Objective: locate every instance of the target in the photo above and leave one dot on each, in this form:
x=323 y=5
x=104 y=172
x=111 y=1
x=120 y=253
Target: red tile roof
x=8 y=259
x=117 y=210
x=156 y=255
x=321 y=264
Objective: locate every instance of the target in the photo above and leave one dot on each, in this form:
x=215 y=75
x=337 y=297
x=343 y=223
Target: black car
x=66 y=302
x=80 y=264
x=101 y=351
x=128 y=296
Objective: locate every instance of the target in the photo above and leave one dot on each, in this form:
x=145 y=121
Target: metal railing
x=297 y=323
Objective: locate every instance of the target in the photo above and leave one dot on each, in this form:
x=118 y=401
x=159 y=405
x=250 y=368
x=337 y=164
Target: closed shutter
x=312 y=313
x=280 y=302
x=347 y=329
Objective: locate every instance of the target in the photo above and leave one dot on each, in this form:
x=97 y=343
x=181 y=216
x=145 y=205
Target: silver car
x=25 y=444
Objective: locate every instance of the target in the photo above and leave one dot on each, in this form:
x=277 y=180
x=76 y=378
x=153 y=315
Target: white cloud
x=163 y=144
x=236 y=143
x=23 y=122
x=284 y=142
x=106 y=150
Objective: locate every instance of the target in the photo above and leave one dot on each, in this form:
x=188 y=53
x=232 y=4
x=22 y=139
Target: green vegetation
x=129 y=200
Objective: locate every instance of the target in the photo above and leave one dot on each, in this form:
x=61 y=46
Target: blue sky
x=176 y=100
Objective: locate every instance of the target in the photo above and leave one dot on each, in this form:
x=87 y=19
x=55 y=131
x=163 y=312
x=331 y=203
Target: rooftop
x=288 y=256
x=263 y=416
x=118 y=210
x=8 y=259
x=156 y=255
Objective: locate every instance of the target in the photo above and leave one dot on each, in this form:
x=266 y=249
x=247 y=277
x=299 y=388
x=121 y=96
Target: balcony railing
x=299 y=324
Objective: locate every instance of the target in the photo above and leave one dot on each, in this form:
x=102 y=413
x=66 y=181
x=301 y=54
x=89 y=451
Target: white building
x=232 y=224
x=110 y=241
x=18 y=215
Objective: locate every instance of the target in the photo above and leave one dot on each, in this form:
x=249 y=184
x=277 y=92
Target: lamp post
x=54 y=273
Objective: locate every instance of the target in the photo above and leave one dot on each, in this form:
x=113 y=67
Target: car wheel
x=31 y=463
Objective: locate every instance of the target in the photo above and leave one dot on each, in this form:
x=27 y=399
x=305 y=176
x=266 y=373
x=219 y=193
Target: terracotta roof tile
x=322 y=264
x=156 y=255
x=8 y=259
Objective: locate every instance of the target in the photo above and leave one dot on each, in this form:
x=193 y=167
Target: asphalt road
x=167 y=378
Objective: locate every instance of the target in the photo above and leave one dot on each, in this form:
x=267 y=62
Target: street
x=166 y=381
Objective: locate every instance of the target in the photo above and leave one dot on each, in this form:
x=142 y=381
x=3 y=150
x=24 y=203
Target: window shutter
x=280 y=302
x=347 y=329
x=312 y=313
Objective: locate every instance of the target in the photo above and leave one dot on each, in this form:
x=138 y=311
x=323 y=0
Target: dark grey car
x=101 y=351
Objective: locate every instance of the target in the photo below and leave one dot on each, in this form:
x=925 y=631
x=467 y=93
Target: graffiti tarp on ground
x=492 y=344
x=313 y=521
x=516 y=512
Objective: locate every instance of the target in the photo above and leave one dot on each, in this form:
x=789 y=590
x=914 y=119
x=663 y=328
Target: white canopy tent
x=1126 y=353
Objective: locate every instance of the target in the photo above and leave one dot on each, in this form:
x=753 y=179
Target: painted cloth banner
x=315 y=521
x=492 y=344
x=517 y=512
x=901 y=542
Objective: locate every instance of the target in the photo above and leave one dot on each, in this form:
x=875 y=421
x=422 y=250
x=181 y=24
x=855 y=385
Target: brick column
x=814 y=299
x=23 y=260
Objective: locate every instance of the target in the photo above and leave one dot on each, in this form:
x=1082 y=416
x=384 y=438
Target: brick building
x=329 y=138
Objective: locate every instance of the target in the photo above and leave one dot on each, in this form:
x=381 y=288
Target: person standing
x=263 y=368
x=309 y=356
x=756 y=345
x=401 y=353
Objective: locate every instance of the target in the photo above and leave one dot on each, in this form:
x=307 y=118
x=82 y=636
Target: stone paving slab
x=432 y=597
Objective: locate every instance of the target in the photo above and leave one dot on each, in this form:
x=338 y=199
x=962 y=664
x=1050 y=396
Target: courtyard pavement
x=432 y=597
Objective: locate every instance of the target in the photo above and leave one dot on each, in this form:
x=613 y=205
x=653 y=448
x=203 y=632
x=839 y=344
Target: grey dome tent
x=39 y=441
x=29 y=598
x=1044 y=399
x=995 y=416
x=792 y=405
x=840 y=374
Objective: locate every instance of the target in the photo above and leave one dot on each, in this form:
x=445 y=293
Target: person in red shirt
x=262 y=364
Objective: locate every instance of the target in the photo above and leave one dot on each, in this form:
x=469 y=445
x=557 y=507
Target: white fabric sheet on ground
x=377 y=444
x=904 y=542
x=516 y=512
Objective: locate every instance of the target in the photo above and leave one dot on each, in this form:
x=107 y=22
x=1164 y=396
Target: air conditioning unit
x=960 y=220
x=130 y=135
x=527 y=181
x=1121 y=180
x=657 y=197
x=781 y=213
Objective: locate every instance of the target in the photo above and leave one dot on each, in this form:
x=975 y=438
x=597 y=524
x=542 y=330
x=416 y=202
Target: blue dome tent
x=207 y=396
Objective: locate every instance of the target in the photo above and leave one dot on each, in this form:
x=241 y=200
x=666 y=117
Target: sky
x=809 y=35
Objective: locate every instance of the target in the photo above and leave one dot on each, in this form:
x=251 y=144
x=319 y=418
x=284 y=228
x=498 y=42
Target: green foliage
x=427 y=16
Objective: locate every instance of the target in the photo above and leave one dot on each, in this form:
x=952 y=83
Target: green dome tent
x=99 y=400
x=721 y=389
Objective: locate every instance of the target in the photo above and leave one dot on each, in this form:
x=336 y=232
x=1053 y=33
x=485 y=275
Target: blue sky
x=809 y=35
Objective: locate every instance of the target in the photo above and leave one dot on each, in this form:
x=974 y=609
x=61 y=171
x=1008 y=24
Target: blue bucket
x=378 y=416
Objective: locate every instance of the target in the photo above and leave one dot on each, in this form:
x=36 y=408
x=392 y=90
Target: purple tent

## DESCRIPTION OF THE TASK
Give a word-for-word copy of the records.

## RESULT
Objective: locate every instance of the target in the photo above and leave one dot on each, in this form:
x=323 y=5
x=104 y=172
x=111 y=1
x=120 y=253
Target: red tile roof
x=8 y=259
x=117 y=210
x=156 y=255
x=321 y=264
Objective: locate every instance of the target in the photo above and leave one dot on each, in this form:
x=215 y=75
x=337 y=297
x=343 y=223
Target: black car
x=66 y=302
x=80 y=264
x=101 y=351
x=128 y=296
Objective: locate every instance of the target in the photo above and leave one dot on each, in this form:
x=145 y=121
Target: metal railing
x=297 y=323
Objective: locate every instance of the target in the photo above and leave one dot on each, in this form:
x=118 y=401
x=159 y=405
x=250 y=368
x=337 y=164
Target: closed shutter
x=312 y=313
x=280 y=302
x=347 y=329
Objective: locate every instance of the target in the photo above and leave one dot on each, in this form:
x=97 y=343
x=181 y=216
x=145 y=205
Target: silver car
x=25 y=444
Objective: locate every instance of the target in the photo above and leave one dot on each, in this form:
x=277 y=180
x=76 y=378
x=153 y=315
Target: white cloud
x=163 y=144
x=236 y=143
x=23 y=122
x=284 y=142
x=106 y=150
Objective: locate every instance of the target in the photo above and leave one dot on each, in this form:
x=188 y=53
x=232 y=4
x=22 y=139
Target: green vegetation
x=129 y=200
Objective: locate every instance of the target in the photo above and leave one dot on each, in this form:
x=61 y=46
Target: blue sky
x=176 y=100
Objective: locate every instance of the target in the photo above and leave one dot on each, in this form:
x=87 y=19
x=55 y=131
x=163 y=312
x=331 y=203
Target: rooftop
x=288 y=256
x=263 y=416
x=118 y=210
x=8 y=259
x=156 y=255
Objective: locate every instance of the target in the photo above and leave one dot on each, in this form:
x=266 y=249
x=247 y=277
x=299 y=388
x=121 y=96
Target: balcony railing
x=299 y=324
Objective: locate every instance of the target in the photo above and leave one dot on each, in this form:
x=102 y=413
x=66 y=181
x=301 y=54
x=89 y=451
Target: white building
x=232 y=224
x=110 y=241
x=18 y=215
Objective: locate every instance of the target in the photo above and leave one dot on each, in this form:
x=249 y=184
x=277 y=92
Target: lamp post
x=54 y=273
Objective: locate every instance of the target in the photo above and leave one dot on each, in this form:
x=113 y=67
Target: car wheel
x=31 y=463
Objective: locate every instance of the target in the photo above and leave one dot on each, in this form:
x=27 y=399
x=305 y=176
x=266 y=373
x=219 y=193
Target: terracotta roof tile
x=322 y=264
x=156 y=255
x=8 y=259
Objective: locate every instance of the target in the photo above and leave one dot on each, in this form:
x=193 y=167
Target: asphalt road
x=167 y=378
Objective: locate every instance of the target in the photo above and leave one dot on each, in this form:
x=267 y=62
Target: street
x=166 y=381
Objective: locate every instance of the target in the photo above and leave one dot on each, in this form:
x=142 y=381
x=3 y=150
x=24 y=203
Target: window shutter
x=280 y=302
x=347 y=329
x=312 y=313
Objective: locate every instance of the target in the photo above and leave one dot on each, in this form:
x=138 y=311
x=323 y=0
Target: dark grey car
x=101 y=351
Objective: locate every instance of the target in the photo below and leave one dot on each, in this form:
x=925 y=631
x=467 y=93
Target: graffiti tarp on ground
x=492 y=344
x=313 y=521
x=516 y=512
Objective: locate every instance of the target in the photo above and leave one dot on each, in this form:
x=789 y=590
x=914 y=119
x=663 y=328
Target: white canopy tent
x=1126 y=353
Objective: locate every instance of the target in the photo above and leave one dot on each, in this form:
x=753 y=179
Target: painted cloth banner
x=315 y=521
x=492 y=344
x=517 y=512
x=901 y=542
Objective: locate every instance of the target in the photo above and leave one dot on each, in this form:
x=875 y=421
x=422 y=250
x=181 y=24
x=855 y=385
Target: brick column
x=814 y=299
x=23 y=260
Objective: locate every instance of the target in the photo above and leave one dot on each, in this form:
x=1082 y=416
x=384 y=438
Target: brick building
x=329 y=138
Objective: locate every instance of the target in the photo above and leave one dot on each, in this form:
x=381 y=288
Target: person standing
x=263 y=368
x=309 y=356
x=756 y=345
x=401 y=353
Objective: locate every instance of the target in the photo above and leave one dot on each, in this form:
x=307 y=118
x=82 y=636
Target: stone paving slab
x=432 y=597
Objective: locate every instance of the target in the photo above and leave one dot on each, in this form:
x=338 y=199
x=962 y=664
x=1050 y=396
Target: courtyard pavement
x=432 y=597
Objective: locate every instance of the target in the photo above and leave one dot on each, in this form:
x=613 y=205
x=653 y=448
x=203 y=632
x=839 y=344
Target: grey dome tent
x=39 y=441
x=29 y=598
x=1044 y=399
x=995 y=416
x=792 y=405
x=840 y=374
Objective: locate every instance of the target in the photo above and leave one dot on each, in this form:
x=445 y=293
Target: person in red shirt
x=262 y=364
Objective: locate every instance of the target in the photo above and leave one dot on each, in this form:
x=469 y=445
x=557 y=507
Target: white fabric sheet on ground
x=377 y=444
x=904 y=542
x=516 y=512
Objective: locate every instance of the target in the photo above and leave one dot on each, in this form:
x=107 y=22
x=1164 y=396
Target: air conditioning unit
x=960 y=220
x=130 y=135
x=527 y=181
x=1121 y=180
x=657 y=197
x=781 y=213
Objective: locate every instance of the target in the photo above and leave one dot on each, in this form:
x=975 y=438
x=597 y=524
x=542 y=330
x=416 y=202
Target: blue dome tent
x=207 y=396
Objective: locate every instance of the target in the photo above and leave one dot on each, in this form:
x=241 y=200
x=666 y=117
Target: sky
x=809 y=35
Objective: locate every instance of the target in the photo above and leave one dot on each, in this form:
x=251 y=144
x=319 y=418
x=284 y=228
x=498 y=42
Target: green foliage
x=427 y=16
Objective: locate every instance of the target in the photo above and leave one dot on each, in this form:
x=952 y=83
Target: green dome tent
x=99 y=400
x=721 y=389
Objective: locate every instance of the target in the photo above and leave one dot on each, in this form:
x=336 y=232
x=1053 y=33
x=485 y=275
Target: blue sky
x=809 y=35
Objective: locate every instance of the target in the photo above and leave one dot on each, in this form:
x=974 y=609
x=61 y=171
x=1008 y=24
Target: blue bucket
x=378 y=416
Objective: locate every instance of the target in the photo above and leave one dot on each, in this form:
x=36 y=408
x=392 y=90
Target: purple tent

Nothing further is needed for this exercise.